Dataset rows
##########

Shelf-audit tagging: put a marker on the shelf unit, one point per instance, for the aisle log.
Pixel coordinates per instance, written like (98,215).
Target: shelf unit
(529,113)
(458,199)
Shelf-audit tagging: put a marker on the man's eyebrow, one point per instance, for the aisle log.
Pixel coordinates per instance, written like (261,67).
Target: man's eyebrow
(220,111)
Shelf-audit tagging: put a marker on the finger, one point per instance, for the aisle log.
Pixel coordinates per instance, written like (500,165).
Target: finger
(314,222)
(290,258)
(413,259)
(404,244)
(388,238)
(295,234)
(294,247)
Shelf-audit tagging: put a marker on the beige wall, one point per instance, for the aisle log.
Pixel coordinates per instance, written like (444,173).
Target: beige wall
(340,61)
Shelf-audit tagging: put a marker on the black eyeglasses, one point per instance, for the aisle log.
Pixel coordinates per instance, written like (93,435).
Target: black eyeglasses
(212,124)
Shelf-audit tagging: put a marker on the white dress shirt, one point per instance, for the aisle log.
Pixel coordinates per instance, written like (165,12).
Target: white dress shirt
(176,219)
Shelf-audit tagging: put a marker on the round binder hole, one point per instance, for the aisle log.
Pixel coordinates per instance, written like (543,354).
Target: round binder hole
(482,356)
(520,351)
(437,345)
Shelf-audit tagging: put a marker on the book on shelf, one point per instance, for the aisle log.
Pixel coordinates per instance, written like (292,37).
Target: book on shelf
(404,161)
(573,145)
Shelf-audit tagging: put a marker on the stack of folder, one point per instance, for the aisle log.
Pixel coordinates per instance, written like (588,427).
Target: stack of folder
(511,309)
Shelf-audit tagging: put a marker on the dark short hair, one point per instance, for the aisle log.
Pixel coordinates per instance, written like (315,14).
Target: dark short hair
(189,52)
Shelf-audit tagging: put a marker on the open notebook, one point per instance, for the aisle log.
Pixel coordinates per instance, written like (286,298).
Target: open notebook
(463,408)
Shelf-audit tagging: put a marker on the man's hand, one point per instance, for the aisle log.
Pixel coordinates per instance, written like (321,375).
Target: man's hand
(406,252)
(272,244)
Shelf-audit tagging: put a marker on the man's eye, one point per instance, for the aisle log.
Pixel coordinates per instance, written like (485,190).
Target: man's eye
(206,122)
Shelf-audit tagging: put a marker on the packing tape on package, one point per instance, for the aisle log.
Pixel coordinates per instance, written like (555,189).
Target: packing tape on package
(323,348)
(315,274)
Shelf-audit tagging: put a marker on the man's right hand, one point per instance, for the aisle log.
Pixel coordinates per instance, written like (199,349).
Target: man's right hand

##########

Repeat the material above in full, keeping every word.

OUTPUT OF THE TASK:
Shelf-audit tagging: put a marker on the shelf unit, one point per instance, for the aisle log.
Pixel coordinates per instance, written like (98,215).
Target: shelf unit
(529,113)
(458,199)
Shelf-audit tagging: put a marker on the man's eyebrow, one point per instance, for the aisle log.
Pixel coordinates per instance, written like (261,67).
Target: man's eyebrow
(220,111)
Shelf-audit tagging: put a marker on the finger, one point per instance, for the aisle log.
Pixel coordinates per instance, written like (500,165).
Target: finger
(314,222)
(290,258)
(413,259)
(404,244)
(388,238)
(295,234)
(294,247)
Shelf-audit tagging: put a marker on the beige wall, one point per instance, for the aisle log.
Pixel coordinates per instance, written like (444,173).
Target: beige wall
(340,61)
Shelf-audit tagging: put a marker on the black eyeglasses, one point per instance, for the aisle log.
Pixel coordinates per instance, written like (93,435).
Target: black eyeglasses
(212,124)
Shelf-audit tagging: put a marker on the white dress shirt, one point per instance, for the aisle log.
Pixel coordinates per instance, written like (165,12).
Target: white dress shirt
(176,219)
Shelf-audit tagging: put a marker on the round binder hole, one point per instance, for the aisle log.
Pixel coordinates per instance, written like (543,354).
Target: round binder hole
(482,356)
(520,351)
(437,345)
Shelf-audit tagging: put a marker on the book on shelf, one point per instance, for the aisle log.
Pixel coordinates per instance, written like (292,37).
Target: book on shelf
(404,161)
(573,145)
Shelf-audit tagging: put a marker on the stack of folder, one point per instance, for the aisle log.
Pixel coordinates per instance, written like (588,427).
Target: stack of folder
(511,309)
Shelf-audit tagging: put a marker on the dark short hair, one point per instance, for the aisle log.
Pixel coordinates per instance, written like (315,14).
Target: dark short hair
(189,52)
Shelf-audit tagging: put a marker on the open notebook, one point per instance, for the aisle log.
Pixel coordinates per instance, written like (286,298).
Target: open notebook
(463,408)
Shelf-audit tagging: put a marker on the man's hand, one point per instance, for the aisle log.
Pixel coordinates per instance, written like (321,375).
Target: man's hand
(406,252)
(272,244)
Shelf-audit tagging: put a marker on the man's eye, one point per instance, for the aisle log.
Pixel coordinates per instance, written like (485,190).
Target: man's eye
(206,122)
Shelf-audit tagging: put a marker on the packing tape on package, one point per instance, for the aisle log.
Pixel coordinates per instance, written like (555,189).
Target: packing tape on package
(323,348)
(315,274)
Shelf-audit tagging: put a marker on the man's right hand, one point per instance, for the aisle log.
Pixel coordinates per instance, written like (199,349).
Target: man's right hand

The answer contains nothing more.